Last week, French presidential elections proclaimed Emmanuel Macron as president of France for the next five years and a second term. Macron got 58,6% of the votes, meaning nearly nineteen million people voting for him.
If Marine Le Pen was defeated, she still won 41,4% of the votes, a record for the extreme right party Rassemblement National (once Front National when her father Jean-Marie Le Pen was ruling the party): as a matter of fact, it is the first time that an extreme right party in France has made such a score, which also means more than thirteen million votes.
Does it mean that extreme right influence and ideas have been spreading in France over the last few years? Basically yes, if we refer to figures that undoubtedly show a real progress and more and more people voting for the extreme right party as years go by.

PROVIDED MATERIAL:

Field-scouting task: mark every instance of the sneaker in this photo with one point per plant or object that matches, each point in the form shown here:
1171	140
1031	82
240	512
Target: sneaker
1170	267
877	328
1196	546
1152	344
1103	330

WORK INSTRUCTIONS:
A) Answer these from the piece on the French presidential election:
(i) About how many people voted for Macron?
(ii) What was Le Pen's party called when her father ran it?
(iii) How many votes did Le Pen win?
B) Write the next part of the piece on the French presidential election, picking up after its last sentence.
The data stands apart from the election piece and has nothing to do with it.

ANSWERS:
A)
(i) Nearly nineteen million people.
(ii) Front National.
(iii) More than thirteen million votes.

B)
And yet, this “improvement” does not automatically mean that such ideas are more common in France. France did not move into a xenophobic country or anything like that. But there are some xenophobic people living in France, as everywhere else in the world. The step that turned this fact to a great score of RN in the votes and a huge 41,4% is far more complex.
This should not leave untold that the new president will have a lot of work to do to struggle against this feeling to have a country that is somewhat divided. The upcoming legislative elections will be decisive to get the majority in the national assembly where deputies sit and thus have the possibility to enforce the proposals depicted in Macron’s program.
In this context of war in Europe and worldwide pandemic, the duty will be hard for the freshly elected president. But he signed for it.